* Begin Records provided *

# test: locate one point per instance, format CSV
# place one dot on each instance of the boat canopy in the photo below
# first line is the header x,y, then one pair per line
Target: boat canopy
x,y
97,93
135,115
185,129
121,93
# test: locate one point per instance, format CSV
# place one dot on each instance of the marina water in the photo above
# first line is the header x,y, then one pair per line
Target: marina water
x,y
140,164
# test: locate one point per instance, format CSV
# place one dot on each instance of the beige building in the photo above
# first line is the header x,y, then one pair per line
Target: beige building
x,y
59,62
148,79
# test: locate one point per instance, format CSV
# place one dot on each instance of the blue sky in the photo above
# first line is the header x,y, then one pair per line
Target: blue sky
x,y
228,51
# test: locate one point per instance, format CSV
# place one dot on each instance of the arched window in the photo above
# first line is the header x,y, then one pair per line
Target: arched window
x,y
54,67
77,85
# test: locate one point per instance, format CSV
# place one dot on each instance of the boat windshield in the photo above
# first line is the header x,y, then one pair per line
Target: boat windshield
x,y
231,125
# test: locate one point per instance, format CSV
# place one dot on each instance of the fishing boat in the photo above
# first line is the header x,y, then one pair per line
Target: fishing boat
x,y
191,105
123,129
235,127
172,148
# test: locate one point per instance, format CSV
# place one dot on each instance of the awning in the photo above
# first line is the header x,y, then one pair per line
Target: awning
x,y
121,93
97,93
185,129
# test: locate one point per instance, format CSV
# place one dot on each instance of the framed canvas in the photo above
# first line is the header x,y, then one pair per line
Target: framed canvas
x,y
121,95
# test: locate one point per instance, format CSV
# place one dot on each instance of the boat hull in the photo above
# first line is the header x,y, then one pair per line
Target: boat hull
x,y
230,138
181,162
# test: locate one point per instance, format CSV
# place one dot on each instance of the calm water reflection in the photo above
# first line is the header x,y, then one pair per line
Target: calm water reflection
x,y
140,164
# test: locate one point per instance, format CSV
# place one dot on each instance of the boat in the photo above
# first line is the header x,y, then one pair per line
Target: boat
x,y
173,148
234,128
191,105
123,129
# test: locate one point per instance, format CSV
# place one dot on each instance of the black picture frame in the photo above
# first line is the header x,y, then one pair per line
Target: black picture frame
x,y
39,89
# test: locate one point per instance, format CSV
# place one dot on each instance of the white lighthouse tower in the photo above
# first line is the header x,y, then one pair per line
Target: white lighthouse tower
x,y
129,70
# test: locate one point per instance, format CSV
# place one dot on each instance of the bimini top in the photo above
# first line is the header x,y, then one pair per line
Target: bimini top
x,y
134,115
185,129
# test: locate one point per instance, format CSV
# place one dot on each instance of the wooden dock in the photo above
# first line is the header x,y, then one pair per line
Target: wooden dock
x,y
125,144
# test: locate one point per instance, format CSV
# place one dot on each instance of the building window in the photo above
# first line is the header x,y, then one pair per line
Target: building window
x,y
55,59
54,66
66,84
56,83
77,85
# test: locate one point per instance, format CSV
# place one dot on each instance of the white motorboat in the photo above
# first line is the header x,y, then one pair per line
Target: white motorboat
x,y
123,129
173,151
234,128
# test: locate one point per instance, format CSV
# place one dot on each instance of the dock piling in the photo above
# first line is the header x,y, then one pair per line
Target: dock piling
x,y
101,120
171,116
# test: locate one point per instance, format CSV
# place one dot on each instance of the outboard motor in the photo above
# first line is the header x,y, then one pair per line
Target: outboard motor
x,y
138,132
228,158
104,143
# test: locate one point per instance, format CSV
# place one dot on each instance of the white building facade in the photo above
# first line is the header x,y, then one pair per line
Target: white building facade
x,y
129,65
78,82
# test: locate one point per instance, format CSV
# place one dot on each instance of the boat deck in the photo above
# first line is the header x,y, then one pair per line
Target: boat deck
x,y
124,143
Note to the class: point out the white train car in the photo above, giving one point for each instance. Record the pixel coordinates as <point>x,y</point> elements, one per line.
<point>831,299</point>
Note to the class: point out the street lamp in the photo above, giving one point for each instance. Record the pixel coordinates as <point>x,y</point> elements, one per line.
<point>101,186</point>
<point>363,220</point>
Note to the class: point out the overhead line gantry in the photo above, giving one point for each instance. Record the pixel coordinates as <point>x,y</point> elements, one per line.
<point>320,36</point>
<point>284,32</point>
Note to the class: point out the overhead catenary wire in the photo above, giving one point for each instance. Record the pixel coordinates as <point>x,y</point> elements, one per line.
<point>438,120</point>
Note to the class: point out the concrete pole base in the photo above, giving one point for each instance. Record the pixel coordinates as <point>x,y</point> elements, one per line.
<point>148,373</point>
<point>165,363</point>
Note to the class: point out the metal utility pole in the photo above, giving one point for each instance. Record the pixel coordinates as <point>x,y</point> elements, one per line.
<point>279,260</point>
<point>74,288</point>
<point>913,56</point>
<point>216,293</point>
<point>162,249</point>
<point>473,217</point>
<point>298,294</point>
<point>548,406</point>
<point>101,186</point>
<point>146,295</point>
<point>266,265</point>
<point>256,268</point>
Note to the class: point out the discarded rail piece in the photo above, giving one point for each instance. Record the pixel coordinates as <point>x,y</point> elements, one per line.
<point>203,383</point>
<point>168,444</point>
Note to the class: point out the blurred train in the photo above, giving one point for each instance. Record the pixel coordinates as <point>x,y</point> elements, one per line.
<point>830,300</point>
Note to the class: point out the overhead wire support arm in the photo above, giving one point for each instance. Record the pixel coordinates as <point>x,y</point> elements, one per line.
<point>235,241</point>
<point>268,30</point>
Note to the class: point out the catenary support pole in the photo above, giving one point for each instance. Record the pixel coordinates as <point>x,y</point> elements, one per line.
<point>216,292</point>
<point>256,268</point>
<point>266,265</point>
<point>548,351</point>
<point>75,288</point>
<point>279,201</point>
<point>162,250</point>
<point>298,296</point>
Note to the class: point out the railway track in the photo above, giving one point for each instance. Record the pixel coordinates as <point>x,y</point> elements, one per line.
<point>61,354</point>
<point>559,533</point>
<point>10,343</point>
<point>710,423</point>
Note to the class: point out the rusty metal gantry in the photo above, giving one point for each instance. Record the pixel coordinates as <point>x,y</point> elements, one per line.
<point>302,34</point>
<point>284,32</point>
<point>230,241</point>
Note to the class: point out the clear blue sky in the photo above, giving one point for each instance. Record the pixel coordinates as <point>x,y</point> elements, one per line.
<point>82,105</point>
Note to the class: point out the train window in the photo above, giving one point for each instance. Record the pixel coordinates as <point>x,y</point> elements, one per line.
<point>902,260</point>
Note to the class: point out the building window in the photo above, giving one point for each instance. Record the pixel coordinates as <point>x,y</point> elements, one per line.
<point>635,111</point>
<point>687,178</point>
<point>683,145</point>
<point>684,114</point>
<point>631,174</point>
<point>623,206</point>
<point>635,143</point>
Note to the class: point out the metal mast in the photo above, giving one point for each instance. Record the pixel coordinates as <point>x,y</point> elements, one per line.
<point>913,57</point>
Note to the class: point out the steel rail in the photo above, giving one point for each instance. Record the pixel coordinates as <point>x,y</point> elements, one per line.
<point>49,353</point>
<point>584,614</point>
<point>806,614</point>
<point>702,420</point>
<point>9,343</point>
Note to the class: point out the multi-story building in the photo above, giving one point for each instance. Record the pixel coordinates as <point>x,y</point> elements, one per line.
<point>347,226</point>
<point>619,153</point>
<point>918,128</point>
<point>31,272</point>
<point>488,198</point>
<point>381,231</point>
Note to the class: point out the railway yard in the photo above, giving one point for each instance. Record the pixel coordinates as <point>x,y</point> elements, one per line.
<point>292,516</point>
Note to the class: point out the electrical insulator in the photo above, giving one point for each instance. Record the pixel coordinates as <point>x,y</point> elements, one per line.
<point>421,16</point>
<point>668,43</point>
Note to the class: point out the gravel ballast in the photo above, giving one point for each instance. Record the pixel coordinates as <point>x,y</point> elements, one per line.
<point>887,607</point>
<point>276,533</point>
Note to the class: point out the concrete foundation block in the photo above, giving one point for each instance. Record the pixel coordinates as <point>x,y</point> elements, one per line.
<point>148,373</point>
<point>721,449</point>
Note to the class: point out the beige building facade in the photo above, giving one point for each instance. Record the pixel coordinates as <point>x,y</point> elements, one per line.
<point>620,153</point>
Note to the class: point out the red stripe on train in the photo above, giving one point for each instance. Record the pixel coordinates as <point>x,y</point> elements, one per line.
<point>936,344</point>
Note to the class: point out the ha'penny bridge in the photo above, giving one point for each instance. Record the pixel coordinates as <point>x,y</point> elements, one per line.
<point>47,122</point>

* End Records provided *

## Exercise task:
Please quote exactly the lines from the one containing "Note to the class: point out the railway yard" through the last line of the records above, both included, and nothing else.

## Task solution:
Note to the class: point out the railway yard in the photo above, giving one point for each instance. Record the pixel coordinates as <point>x,y</point> elements, one per line.
<point>292,516</point>
Note to the class: point out the electrical insulator in the photo above, giving one point for each instance. Record the pixel coordinates as <point>x,y</point> elements, one per line.
<point>421,16</point>
<point>668,43</point>
Note to the class: point out the gravel ballast in the photo above, giving one point for each instance. Record the pixel coordinates as <point>x,y</point> elements, one per line.
<point>887,607</point>
<point>276,533</point>
Note to the class: point out the concrete foundation block in the photo above, giving one point for each instance. Record the pixel coordinates as <point>x,y</point> elements, one per line.
<point>148,373</point>
<point>721,449</point>
Note to the class: point out the beige building facade in the photo above, giving one point for each instance. Record the pixel coordinates as <point>x,y</point> elements, one per line.
<point>620,153</point>
Note to the class: point out the red stripe on train in the photo above, giving one point for each instance. Record the pixel coordinates as <point>x,y</point> elements, one per line.
<point>936,344</point>
Note to the class: point out the ha'penny bridge in the photo above, giving one point for each instance. Record the pixel coordinates as <point>x,y</point> elements, one per line.
<point>47,122</point>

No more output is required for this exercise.